╭─ Records provided

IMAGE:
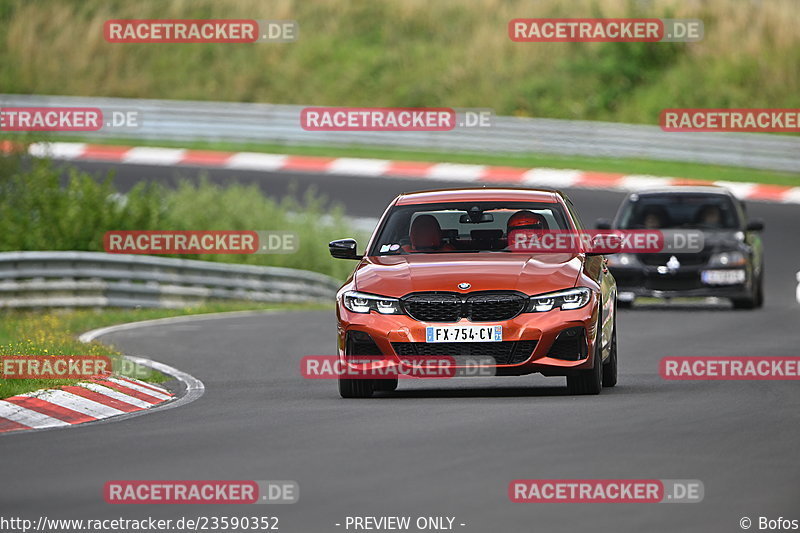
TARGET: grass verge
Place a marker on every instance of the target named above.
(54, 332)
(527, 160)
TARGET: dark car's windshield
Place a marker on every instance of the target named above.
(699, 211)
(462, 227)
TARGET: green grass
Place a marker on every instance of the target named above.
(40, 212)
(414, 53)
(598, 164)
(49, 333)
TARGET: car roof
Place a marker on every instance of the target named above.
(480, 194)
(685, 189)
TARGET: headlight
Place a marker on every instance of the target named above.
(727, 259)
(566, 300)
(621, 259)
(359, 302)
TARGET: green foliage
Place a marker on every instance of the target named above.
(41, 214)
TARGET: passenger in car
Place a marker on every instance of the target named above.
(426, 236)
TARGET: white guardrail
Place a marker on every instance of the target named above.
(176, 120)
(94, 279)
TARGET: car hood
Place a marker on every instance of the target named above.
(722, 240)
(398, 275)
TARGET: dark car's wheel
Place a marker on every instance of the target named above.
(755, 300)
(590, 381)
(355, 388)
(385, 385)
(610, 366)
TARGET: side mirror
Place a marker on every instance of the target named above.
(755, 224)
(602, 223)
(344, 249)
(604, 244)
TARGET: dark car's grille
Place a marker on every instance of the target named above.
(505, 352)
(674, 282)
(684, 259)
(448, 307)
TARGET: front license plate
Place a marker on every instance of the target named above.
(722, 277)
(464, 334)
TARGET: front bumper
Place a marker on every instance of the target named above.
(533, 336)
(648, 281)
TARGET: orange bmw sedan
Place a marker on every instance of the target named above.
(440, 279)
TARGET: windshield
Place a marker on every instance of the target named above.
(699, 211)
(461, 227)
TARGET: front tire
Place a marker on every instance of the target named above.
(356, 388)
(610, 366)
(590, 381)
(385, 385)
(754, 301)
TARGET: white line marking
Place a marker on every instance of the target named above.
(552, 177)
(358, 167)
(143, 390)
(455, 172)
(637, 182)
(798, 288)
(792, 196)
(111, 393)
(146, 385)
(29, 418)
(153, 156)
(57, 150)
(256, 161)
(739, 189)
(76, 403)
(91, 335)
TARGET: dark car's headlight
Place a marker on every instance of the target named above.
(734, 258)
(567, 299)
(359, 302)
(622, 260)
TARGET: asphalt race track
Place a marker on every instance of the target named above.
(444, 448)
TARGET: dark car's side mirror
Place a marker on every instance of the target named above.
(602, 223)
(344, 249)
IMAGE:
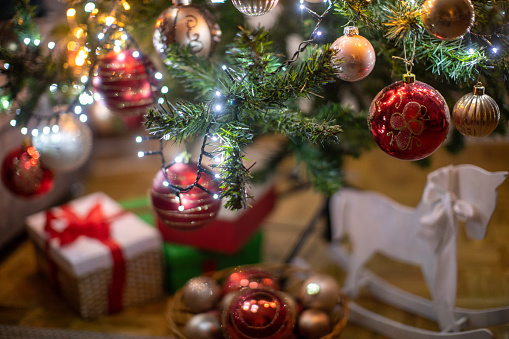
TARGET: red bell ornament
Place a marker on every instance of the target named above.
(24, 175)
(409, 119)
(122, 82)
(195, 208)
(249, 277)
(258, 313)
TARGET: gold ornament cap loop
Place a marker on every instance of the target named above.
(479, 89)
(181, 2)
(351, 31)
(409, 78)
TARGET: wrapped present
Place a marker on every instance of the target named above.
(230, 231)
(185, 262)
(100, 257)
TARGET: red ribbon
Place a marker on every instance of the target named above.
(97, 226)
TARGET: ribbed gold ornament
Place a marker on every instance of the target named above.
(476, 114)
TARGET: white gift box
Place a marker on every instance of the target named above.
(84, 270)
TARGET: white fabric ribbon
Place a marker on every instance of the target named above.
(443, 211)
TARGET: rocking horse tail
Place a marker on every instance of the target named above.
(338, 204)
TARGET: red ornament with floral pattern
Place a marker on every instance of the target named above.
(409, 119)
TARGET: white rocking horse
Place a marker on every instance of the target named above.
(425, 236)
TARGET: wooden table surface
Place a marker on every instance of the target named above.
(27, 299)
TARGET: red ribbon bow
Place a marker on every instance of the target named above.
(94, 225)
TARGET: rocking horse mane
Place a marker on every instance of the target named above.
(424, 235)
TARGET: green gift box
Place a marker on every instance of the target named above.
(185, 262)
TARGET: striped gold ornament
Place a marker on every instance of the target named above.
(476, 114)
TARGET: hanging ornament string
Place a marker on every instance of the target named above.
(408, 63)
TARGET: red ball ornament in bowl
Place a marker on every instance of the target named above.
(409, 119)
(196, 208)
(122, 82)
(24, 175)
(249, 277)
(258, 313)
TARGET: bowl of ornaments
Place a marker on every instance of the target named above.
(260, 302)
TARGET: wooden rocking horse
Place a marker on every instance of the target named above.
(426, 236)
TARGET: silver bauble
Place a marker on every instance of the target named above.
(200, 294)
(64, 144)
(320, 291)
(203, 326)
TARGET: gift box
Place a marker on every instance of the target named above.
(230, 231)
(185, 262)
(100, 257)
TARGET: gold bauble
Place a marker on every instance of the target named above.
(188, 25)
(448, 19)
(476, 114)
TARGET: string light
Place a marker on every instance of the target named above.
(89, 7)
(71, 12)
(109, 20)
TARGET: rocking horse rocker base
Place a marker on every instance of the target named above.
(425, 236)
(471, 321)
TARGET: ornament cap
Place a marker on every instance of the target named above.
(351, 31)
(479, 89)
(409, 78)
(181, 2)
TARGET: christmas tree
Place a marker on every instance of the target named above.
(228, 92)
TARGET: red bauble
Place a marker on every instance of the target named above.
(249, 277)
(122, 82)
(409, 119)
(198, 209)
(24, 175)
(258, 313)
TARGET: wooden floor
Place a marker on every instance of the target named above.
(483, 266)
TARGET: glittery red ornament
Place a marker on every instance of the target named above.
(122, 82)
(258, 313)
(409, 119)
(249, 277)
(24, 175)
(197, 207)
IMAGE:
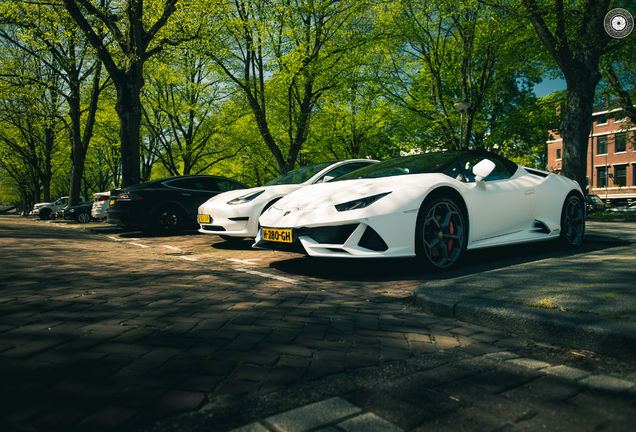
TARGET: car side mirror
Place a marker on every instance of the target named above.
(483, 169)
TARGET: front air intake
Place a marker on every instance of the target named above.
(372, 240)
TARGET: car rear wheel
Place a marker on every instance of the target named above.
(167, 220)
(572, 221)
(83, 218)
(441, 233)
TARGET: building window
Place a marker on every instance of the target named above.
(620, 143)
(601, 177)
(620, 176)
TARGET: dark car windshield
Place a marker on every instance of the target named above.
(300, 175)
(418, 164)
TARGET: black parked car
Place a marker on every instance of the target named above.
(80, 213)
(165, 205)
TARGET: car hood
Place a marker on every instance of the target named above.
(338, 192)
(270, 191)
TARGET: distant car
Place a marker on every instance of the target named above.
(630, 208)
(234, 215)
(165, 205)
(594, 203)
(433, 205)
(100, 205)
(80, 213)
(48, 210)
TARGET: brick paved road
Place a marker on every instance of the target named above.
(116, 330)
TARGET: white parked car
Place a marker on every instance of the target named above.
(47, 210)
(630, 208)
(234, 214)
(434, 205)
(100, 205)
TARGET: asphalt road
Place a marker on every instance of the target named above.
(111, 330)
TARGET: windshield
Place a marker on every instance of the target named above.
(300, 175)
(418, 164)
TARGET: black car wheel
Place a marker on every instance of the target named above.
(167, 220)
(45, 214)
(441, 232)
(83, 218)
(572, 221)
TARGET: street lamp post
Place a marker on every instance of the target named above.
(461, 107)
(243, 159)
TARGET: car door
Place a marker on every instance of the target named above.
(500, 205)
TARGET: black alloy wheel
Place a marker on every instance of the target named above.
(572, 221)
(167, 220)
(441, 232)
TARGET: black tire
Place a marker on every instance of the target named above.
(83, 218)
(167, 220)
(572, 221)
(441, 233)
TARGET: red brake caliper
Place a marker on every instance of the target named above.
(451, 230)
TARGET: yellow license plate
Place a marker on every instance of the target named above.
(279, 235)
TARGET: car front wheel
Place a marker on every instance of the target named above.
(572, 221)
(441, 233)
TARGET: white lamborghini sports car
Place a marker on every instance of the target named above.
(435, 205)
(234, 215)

╰─

** Exercise aim **
Report, using only a number, how many lines above hold the word "tire".

** Result **
2